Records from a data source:
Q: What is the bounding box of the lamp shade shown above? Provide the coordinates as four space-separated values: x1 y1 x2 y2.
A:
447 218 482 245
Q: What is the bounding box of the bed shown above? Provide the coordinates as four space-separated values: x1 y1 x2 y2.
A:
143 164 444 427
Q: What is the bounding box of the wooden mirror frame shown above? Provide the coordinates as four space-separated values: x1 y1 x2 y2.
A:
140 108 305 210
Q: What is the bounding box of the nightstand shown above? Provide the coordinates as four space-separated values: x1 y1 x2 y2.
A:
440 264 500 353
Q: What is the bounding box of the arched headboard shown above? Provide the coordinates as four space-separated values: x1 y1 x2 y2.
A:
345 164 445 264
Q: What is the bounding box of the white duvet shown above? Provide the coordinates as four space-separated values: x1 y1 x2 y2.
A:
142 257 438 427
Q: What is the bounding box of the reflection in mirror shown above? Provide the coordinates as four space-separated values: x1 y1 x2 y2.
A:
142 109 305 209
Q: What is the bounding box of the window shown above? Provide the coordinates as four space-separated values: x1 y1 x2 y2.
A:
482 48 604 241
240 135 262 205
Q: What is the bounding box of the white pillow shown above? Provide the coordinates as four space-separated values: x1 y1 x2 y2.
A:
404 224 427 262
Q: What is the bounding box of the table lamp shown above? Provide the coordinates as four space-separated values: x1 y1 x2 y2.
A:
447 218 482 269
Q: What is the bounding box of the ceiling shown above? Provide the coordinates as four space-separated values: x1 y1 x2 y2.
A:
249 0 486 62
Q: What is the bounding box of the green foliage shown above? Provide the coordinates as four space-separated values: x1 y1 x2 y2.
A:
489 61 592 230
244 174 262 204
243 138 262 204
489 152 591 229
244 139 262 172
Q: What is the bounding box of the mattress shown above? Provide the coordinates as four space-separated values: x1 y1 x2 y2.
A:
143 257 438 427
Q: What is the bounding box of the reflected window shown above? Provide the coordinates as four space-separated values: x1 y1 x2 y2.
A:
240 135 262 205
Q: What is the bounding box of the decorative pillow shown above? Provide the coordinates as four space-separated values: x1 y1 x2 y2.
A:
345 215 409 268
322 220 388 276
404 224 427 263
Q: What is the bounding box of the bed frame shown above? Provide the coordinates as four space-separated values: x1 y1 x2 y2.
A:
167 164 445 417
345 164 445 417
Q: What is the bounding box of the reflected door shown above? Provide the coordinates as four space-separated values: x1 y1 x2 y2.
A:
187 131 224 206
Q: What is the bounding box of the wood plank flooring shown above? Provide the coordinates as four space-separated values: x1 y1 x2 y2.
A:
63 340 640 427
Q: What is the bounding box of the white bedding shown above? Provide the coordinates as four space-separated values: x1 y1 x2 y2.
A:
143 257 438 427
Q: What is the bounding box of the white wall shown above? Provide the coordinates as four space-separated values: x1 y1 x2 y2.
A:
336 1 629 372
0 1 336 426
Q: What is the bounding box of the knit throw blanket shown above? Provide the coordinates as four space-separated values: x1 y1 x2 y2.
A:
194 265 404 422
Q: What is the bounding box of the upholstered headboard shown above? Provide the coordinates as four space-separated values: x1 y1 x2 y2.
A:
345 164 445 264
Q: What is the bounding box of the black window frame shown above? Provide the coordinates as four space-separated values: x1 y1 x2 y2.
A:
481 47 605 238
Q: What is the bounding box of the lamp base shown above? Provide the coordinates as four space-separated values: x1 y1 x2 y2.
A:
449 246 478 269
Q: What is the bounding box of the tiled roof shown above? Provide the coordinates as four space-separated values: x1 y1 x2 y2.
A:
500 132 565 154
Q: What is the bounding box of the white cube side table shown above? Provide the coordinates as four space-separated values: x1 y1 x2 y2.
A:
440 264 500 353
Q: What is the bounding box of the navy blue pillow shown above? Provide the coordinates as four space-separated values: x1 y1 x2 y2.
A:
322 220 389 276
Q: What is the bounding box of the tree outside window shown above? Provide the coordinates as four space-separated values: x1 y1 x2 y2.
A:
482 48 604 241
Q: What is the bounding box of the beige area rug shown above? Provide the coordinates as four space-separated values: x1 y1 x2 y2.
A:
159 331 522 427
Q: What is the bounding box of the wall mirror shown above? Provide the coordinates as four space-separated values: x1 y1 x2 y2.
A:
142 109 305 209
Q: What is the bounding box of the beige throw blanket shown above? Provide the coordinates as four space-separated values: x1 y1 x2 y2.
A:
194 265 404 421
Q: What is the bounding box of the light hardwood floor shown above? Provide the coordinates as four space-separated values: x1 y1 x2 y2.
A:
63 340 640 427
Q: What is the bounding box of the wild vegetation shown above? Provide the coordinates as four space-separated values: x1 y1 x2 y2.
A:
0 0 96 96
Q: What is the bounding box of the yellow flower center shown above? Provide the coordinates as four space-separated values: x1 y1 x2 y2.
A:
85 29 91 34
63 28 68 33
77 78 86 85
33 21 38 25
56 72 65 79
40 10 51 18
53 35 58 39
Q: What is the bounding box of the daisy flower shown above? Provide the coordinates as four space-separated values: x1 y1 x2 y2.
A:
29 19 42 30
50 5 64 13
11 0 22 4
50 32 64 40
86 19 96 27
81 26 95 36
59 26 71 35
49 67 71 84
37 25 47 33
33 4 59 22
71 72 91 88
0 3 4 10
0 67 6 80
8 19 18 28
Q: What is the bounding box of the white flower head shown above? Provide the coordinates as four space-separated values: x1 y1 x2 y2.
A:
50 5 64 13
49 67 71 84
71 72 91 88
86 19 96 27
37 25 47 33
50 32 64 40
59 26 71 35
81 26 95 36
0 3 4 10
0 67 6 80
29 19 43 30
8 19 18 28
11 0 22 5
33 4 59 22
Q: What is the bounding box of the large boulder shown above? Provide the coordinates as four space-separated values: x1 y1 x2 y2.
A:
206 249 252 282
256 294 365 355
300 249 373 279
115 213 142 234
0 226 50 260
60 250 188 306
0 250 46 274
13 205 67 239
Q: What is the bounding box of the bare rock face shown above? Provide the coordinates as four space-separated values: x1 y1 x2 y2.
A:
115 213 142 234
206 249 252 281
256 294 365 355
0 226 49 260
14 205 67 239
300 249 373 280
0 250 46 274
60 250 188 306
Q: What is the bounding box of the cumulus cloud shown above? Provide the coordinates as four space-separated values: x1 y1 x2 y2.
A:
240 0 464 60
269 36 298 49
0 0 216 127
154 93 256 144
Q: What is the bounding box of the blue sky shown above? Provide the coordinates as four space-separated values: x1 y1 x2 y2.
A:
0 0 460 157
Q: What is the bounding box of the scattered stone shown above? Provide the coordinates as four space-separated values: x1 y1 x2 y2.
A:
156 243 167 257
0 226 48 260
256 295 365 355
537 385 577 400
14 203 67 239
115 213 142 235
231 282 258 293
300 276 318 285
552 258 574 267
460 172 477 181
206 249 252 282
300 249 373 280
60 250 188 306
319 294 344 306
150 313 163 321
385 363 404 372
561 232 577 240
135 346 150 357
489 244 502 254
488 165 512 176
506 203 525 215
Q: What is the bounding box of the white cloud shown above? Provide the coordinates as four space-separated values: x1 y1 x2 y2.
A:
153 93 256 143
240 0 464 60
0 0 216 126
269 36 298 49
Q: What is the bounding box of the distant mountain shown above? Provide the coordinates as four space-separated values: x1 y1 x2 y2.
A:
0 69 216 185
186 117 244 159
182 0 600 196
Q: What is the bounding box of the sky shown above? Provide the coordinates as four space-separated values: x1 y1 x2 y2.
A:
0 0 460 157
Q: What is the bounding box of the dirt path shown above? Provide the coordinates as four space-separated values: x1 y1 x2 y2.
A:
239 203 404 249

▶ [Problem details]
Rewrite the data above from the line with "Q: What is the bounding box of the white flower" to the line with "182 0 600 196", both lines included, keeping every line. Shift each bounding-box coordinate in the answers up by 35.

▶ [Finished answer]
Q: What is the bounding box of the white flower head shown above? Provide the coordinates as four space-separated values: x1 y1 x2 y2.
A:
85 40 99 48
84 102 106 119
106 107 126 123
121 54 131 62
72 60 82 68
85 67 99 75
94 61 106 70
116 61 130 71
35 38 39 45
35 102 41 115
64 54 78 65
43 54 53 63
46 35 57 40
68 39 94 57
Q: What is the bounding box of the large boulder shown above? Provide the coordinates as four space-separated values: x1 y1 x2 y2.
A:
241 284 287 317
291 329 400 390
335 284 408 314
150 248 177 269
35 261 85 295
95 285 223 341
35 285 81 309
48 240 102 274
Q: What is the bounding box of the bare rock face shown above? Provide the coordinates as four space-separated values: x1 y1 x2 y2.
A:
150 248 177 269
241 284 287 316
291 329 400 390
35 261 84 295
49 240 102 274
335 284 408 315
35 285 81 309
95 285 223 341
Q: What is the bounding box of the cumulus cloud shown above? Provide the coordinates as four space-separated values: x1 y1 x2 y2.
A:
275 35 499 95
304 71 333 84
35 35 251 162
189 128 291 179
Q: What is the bounding box of the blue sky shown above? Provide the coordinates as four space-separated values: x1 y1 x2 y2.
A:
35 35 495 192
Q: What is the bounding box of the scattered stone shown above? Provide the coordinates as four space-separated values: x1 y1 x2 y2.
A:
191 278 202 292
35 261 83 295
291 330 400 390
572 420 612 435
49 238 102 274
150 248 177 270
266 317 293 328
335 311 353 320
587 293 609 302
495 207 512 216
241 284 287 317
335 284 408 315
95 285 223 341
354 329 379 341
185 348 198 356
420 398 439 407
596 267 612 275
170 381 185 392
524 279 537 289
523 200 547 211
541 238 560 250
Q: What is the bounding box of the white cloud shown above? Provide the coordinates as four space-separated values: x1 y1 x2 y2.
A:
188 128 291 178
275 35 499 95
35 35 251 161
304 71 333 84
Q: What is the bounding box of the distant mountain shown above? Provide the coordinates as four space-separated values: x1 y1 x2 y2.
A:
35 104 251 220
221 152 279 194
217 35 635 231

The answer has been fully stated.